> Provided text:
Sat with Nat

Exercise and Staying in my Body

A broad stairwell, like the kind you find at major metropolitan train or subway stations, is filled with people walking up and down the stairs. The people are blurry, imperfectly captured in motion.
Life can get a bit blurry for me sometimes

I am standing in the stairwell trying to go down to my Tuesday afternoon exercise class. The world shifts to the right as I drift just left of my body. It’s disorienting and dizzying. My feet can’t seem to move and, from my slightly off to the side view, it’s very hard to tell how far down to step. 

I step back on the landing, cross my arms and rub my triceps and biceps.  I am back in my body. I am tired and stressed after a very difficult 7 days. I’m emotionally tapped out and the numbness of leaving my body doesn’t feel terribly bad.

> Material supplied:
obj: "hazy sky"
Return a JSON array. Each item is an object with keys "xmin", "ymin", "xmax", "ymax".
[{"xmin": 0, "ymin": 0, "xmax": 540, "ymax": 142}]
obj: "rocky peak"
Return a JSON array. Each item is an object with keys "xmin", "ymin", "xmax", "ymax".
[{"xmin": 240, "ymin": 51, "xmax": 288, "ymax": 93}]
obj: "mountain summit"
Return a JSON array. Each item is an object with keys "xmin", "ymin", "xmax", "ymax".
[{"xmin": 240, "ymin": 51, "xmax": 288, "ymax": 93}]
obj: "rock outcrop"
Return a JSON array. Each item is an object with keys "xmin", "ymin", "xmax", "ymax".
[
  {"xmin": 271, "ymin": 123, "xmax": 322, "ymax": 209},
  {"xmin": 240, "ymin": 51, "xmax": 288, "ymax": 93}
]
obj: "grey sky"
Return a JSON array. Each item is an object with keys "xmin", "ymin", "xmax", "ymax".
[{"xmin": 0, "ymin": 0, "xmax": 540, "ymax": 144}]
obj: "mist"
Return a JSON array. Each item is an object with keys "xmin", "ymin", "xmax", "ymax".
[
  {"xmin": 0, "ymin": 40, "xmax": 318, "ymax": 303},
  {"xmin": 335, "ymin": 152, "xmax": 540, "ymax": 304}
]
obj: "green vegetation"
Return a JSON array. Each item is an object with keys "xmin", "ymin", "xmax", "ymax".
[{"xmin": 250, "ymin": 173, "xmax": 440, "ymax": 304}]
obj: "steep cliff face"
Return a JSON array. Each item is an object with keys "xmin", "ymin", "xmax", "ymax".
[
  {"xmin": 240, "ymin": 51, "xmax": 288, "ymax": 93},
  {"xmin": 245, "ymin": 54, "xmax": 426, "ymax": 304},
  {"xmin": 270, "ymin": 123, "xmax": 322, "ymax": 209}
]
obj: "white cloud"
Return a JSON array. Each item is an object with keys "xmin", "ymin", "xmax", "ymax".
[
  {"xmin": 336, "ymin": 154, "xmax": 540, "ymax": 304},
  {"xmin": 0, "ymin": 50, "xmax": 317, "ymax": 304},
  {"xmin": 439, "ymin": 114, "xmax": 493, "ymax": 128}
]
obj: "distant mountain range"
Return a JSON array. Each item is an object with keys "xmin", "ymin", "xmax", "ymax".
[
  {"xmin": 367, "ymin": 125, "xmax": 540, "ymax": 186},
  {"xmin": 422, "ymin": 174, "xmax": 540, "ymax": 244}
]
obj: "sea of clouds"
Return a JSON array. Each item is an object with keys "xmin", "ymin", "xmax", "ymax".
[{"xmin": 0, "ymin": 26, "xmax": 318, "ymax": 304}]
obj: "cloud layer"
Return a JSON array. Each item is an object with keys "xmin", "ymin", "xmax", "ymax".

...

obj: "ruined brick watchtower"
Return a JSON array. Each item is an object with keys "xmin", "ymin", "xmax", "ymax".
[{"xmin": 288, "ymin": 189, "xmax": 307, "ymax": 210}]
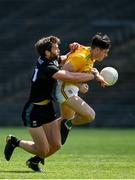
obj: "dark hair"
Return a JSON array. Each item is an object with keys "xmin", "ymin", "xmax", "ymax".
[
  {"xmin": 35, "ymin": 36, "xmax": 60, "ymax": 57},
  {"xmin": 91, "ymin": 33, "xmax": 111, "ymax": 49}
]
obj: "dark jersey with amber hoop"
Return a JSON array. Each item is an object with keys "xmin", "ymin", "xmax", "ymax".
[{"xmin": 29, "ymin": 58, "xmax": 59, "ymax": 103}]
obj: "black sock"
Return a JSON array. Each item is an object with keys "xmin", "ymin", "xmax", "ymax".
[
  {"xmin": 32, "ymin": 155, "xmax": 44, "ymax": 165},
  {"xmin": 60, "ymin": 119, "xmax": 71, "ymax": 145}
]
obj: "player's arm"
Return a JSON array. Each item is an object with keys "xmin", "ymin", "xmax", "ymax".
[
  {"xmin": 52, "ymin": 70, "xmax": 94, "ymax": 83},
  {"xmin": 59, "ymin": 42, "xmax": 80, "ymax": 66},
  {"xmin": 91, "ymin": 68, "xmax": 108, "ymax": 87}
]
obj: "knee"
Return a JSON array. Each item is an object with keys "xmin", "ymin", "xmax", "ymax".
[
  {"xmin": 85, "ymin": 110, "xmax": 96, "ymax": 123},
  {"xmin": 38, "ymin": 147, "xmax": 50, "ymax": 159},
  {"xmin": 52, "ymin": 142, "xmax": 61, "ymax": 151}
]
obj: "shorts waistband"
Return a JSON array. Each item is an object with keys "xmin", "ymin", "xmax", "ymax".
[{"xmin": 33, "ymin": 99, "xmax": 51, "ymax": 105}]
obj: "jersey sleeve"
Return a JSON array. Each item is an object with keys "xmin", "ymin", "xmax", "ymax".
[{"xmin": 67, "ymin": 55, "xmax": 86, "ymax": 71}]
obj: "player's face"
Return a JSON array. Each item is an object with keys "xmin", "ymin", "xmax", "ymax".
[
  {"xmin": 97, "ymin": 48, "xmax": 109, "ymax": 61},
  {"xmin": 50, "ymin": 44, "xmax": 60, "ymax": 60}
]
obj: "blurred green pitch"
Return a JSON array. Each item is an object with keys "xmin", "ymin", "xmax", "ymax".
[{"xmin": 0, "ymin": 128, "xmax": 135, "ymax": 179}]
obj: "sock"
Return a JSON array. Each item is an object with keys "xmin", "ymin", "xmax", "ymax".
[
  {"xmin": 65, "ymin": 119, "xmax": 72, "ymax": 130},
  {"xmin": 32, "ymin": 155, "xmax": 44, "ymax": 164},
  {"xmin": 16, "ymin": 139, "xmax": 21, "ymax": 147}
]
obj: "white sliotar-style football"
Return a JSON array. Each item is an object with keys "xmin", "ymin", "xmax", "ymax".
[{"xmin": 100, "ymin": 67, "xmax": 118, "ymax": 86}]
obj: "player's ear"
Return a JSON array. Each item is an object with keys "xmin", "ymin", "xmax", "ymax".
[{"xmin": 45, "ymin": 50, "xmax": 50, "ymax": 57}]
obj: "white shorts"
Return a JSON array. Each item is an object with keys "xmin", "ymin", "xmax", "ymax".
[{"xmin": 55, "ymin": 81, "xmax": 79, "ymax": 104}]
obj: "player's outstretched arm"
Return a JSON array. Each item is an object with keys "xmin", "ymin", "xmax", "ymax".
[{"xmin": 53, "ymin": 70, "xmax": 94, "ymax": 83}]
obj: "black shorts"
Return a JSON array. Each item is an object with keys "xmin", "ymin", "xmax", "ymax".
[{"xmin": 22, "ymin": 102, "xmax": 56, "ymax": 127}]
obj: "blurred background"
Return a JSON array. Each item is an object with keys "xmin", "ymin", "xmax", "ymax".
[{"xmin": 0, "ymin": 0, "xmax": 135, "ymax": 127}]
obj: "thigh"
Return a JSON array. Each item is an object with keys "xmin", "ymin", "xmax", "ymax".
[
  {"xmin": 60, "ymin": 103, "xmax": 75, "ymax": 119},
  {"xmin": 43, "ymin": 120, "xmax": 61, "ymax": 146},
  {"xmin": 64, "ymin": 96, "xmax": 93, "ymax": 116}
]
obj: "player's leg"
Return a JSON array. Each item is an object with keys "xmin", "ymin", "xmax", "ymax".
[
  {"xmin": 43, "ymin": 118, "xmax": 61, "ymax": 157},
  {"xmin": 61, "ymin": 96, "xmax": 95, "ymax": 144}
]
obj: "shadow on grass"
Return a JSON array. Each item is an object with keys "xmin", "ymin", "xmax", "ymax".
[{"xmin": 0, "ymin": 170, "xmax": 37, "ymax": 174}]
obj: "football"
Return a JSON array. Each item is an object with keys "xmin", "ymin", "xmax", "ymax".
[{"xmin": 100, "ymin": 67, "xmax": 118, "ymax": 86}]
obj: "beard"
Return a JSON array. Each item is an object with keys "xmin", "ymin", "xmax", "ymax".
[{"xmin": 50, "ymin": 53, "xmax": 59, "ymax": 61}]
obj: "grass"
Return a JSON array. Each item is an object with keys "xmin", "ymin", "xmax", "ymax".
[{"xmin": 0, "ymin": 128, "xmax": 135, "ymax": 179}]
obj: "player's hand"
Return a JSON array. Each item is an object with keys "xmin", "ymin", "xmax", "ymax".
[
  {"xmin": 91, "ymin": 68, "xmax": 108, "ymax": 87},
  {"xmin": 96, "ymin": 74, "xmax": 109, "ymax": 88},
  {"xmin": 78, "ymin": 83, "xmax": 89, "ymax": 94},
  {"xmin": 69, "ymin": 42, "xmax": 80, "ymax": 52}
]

--

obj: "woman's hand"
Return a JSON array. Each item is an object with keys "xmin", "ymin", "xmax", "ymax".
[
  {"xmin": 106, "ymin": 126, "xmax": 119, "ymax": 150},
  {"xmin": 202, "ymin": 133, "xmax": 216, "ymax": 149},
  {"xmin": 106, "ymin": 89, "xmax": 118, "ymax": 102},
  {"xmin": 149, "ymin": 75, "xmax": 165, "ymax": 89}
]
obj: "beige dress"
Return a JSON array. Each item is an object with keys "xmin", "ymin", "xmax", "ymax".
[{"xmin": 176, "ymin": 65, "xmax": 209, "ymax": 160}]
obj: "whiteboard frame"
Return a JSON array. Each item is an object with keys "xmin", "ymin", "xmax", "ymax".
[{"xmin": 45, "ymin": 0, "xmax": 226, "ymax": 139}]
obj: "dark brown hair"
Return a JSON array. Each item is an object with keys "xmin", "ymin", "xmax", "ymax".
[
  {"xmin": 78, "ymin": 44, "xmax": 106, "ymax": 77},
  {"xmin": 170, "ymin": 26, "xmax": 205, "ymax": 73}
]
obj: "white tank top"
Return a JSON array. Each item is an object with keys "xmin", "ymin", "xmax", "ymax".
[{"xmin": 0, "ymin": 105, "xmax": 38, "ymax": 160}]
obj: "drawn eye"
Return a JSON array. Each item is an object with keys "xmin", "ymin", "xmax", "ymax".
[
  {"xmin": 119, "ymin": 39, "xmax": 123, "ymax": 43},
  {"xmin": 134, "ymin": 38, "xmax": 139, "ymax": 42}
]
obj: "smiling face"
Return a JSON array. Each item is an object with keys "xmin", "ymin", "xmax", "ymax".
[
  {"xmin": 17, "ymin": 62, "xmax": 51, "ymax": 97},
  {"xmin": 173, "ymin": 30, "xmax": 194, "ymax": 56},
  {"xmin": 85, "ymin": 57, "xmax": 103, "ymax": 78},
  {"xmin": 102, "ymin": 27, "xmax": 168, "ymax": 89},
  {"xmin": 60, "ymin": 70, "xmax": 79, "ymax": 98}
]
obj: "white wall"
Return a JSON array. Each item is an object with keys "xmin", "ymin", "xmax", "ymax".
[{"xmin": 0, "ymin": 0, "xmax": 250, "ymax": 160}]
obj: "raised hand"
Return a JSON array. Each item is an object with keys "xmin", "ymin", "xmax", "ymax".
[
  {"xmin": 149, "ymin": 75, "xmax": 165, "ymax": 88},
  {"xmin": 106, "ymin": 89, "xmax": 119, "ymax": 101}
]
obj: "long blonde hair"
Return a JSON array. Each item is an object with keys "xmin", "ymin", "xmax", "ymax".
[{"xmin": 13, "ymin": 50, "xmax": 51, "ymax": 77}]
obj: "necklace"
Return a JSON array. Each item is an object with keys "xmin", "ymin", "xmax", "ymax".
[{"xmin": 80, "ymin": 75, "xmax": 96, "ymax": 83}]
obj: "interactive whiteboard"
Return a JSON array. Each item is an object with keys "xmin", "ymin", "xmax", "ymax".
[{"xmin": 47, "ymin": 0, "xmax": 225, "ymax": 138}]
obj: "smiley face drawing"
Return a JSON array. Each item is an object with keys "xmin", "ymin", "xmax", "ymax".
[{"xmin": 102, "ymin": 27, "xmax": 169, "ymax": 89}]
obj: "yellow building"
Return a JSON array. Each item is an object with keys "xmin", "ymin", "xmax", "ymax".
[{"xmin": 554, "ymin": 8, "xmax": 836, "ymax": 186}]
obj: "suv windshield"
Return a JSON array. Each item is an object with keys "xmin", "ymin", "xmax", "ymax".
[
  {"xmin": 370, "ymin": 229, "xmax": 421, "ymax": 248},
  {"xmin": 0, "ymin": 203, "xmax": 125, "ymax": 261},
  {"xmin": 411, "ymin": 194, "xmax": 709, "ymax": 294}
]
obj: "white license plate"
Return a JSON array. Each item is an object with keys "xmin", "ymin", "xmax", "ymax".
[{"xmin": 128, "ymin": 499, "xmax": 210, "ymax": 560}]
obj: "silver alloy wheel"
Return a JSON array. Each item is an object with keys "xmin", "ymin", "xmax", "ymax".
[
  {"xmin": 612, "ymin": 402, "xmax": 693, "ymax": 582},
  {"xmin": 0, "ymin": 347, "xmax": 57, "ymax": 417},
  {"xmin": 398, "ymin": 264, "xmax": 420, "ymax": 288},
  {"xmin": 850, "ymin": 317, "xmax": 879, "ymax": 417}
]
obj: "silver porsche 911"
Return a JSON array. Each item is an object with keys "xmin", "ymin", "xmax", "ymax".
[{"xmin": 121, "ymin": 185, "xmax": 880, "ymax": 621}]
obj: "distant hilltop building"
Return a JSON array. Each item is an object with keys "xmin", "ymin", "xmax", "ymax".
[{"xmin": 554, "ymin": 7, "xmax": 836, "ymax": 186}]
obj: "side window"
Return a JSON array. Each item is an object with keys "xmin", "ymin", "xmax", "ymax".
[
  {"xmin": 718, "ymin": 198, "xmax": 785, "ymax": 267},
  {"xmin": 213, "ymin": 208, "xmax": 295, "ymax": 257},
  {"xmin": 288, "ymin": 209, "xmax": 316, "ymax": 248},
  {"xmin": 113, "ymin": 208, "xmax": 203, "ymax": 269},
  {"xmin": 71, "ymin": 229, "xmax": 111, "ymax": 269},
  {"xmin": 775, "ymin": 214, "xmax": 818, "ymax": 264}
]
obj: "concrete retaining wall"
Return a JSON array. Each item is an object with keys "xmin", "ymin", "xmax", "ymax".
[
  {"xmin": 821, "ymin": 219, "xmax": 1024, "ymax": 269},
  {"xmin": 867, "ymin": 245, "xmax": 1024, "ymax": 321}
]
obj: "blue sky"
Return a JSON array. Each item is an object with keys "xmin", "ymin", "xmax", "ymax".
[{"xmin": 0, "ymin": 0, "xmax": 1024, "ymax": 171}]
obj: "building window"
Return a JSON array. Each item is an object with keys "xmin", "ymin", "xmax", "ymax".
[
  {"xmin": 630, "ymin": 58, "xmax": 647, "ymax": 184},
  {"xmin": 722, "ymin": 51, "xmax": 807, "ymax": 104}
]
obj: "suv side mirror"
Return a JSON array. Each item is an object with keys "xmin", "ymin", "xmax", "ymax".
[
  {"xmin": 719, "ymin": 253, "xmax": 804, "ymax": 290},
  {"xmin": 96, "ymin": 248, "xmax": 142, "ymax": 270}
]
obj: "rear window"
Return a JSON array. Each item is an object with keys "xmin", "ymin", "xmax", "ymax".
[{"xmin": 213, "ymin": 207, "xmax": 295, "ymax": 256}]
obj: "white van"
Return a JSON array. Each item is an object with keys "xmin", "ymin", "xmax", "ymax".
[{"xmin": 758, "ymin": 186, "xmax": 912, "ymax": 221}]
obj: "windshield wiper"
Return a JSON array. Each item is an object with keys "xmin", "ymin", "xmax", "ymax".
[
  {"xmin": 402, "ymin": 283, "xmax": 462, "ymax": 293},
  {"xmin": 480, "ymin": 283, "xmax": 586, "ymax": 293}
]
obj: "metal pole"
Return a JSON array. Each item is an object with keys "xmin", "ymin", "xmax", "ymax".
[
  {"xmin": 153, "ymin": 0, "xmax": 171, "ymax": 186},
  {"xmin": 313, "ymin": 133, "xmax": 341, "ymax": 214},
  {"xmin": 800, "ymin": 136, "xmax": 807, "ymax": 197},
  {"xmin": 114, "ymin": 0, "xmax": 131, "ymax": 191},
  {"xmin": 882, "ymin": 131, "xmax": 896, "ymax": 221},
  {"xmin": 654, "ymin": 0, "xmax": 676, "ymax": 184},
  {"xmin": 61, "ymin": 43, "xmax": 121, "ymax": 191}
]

> To do:
Answer these questions from the text on exercise and staying in the body:
(a) What kind of places have stairwells like the broad one described?
(b) On what day and at what time of day is the exercise class?
(c) Which muscles does the writer rub after stepping back on the landing?

> Final answer:
(a) Major metropolitan train or subway stations.
(b) Tuesday afternoon.
(c) The triceps and biceps.